- Aim:
How many lines in the material below contain the string "giraffe"? Matching is case-sensitive; reply with the number only.

- Supplied data:
* Begin *

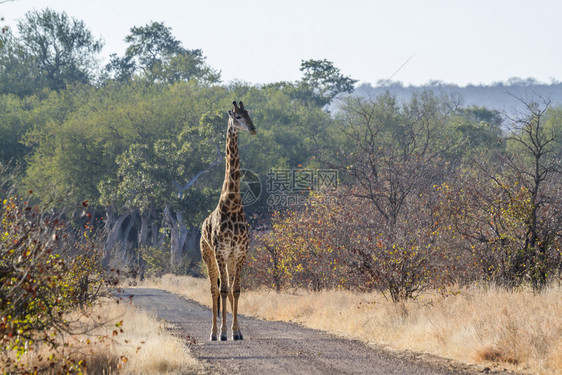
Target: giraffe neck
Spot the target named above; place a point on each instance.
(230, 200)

* End *
* Begin *

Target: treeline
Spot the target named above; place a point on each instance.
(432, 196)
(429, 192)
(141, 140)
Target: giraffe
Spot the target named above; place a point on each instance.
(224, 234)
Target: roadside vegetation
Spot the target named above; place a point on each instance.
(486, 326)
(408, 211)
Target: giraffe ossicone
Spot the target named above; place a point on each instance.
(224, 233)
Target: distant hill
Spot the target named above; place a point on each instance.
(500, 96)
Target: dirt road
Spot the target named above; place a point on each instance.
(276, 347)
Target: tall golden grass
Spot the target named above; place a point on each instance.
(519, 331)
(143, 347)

* End *

- Solution for this problem:
3